Lay out the lines of the entries below as a JSON list of strings, one string per line with blank lines left out, covering the part that opens with the first line of the entries and closes with the line containing "point(145, 63)", both ends included.

-------- Input data

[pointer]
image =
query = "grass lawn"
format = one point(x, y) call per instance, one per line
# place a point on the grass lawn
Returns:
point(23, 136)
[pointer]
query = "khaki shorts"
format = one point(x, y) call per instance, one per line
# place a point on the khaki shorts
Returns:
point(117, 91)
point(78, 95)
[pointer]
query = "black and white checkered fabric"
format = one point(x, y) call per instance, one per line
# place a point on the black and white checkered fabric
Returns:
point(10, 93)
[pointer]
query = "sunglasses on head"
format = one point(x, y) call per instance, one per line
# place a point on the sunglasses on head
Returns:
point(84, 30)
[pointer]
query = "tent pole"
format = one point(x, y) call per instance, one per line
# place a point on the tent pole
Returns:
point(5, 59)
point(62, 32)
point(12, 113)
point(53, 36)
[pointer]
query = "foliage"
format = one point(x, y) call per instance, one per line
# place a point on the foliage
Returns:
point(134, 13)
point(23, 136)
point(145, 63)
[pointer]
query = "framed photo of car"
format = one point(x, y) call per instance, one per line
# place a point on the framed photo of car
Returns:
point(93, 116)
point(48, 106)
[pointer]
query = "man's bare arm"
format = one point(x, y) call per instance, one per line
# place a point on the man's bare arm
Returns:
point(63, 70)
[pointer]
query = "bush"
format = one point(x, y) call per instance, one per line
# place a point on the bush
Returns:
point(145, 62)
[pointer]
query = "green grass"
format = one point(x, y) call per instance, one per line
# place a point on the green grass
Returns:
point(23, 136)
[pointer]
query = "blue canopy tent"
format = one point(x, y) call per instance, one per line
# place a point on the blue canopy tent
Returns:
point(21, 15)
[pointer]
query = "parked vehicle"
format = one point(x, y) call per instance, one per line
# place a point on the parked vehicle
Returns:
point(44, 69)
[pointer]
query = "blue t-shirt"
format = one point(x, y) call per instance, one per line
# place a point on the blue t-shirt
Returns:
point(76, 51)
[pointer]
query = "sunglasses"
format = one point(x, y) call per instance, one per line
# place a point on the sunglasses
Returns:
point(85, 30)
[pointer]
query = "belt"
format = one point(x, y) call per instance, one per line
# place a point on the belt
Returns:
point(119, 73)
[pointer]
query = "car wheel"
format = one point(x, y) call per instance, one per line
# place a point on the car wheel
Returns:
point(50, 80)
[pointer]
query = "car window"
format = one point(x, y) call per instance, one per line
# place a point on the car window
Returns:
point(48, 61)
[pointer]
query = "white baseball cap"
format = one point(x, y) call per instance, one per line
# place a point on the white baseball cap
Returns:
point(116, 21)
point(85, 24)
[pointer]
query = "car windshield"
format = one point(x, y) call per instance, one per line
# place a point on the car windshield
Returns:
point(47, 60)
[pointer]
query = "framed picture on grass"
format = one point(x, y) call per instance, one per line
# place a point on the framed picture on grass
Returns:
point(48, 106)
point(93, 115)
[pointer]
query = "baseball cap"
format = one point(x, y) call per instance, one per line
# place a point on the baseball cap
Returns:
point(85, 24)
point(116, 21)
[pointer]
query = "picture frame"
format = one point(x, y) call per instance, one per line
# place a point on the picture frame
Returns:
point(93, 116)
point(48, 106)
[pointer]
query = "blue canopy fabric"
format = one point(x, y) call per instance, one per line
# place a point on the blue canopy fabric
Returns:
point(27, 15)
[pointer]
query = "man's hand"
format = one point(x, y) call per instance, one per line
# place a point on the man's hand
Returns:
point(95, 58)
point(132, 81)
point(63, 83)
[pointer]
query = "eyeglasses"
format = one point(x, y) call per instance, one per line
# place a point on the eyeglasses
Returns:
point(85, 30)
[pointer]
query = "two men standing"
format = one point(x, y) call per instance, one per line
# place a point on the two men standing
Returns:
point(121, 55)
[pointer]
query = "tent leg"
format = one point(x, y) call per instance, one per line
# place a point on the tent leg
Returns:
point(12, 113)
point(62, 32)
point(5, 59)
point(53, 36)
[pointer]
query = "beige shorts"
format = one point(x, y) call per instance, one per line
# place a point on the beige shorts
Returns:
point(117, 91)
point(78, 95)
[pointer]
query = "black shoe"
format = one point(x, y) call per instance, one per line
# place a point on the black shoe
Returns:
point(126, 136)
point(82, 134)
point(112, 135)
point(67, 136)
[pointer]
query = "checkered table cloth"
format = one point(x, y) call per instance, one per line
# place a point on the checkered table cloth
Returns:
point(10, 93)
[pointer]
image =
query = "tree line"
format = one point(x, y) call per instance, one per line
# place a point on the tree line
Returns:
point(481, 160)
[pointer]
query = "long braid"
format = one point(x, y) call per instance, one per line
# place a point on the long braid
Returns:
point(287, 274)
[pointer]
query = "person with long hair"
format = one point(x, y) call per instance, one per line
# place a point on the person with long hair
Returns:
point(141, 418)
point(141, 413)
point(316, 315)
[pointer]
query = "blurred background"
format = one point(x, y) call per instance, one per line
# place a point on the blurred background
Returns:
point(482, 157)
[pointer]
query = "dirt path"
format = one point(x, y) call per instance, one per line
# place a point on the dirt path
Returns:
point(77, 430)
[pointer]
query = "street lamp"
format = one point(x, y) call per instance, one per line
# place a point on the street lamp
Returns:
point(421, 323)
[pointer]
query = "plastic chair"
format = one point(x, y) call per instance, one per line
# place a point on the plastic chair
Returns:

----------------

_Response_.
[
  "[pointer]",
  "image =",
  "query = \"grass lawn\"",
  "format = one point(x, y) call per instance, one per line",
  "# place a point on the grass lawn",
  "Returns:",
  "point(23, 136)",
  "[pointer]",
  "query = \"khaki shorts\"",
  "format = one point(x, y) call per instance, one per line",
  "# place a point on the khaki shorts",
  "Returns:",
  "point(117, 91)",
  "point(78, 95)",
  "[pointer]",
  "query = \"black and white checkered fabric\"",
  "format = one point(x, y) call per instance, one per line",
  "# place a point on the black and white checkered fabric",
  "Returns:",
  "point(10, 93)",
  "[pointer]",
  "query = \"sunglasses on head\"",
  "format = one point(x, y) call per instance, one per line",
  "# place a point on the sunglasses on head",
  "Returns:",
  "point(84, 30)",
  "[pointer]",
  "query = \"tent pole\"",
  "format = one point(x, y) call per instance, one per line",
  "# place a point on the tent pole",
  "Returns:",
  "point(5, 59)",
  "point(62, 32)",
  "point(12, 113)",
  "point(53, 36)",
  "[pointer]",
  "query = \"foliage\"",
  "format = one point(x, y) call per instance, one per line",
  "# place a point on the foliage",
  "Returns:",
  "point(134, 13)",
  "point(23, 136)",
  "point(145, 63)"
]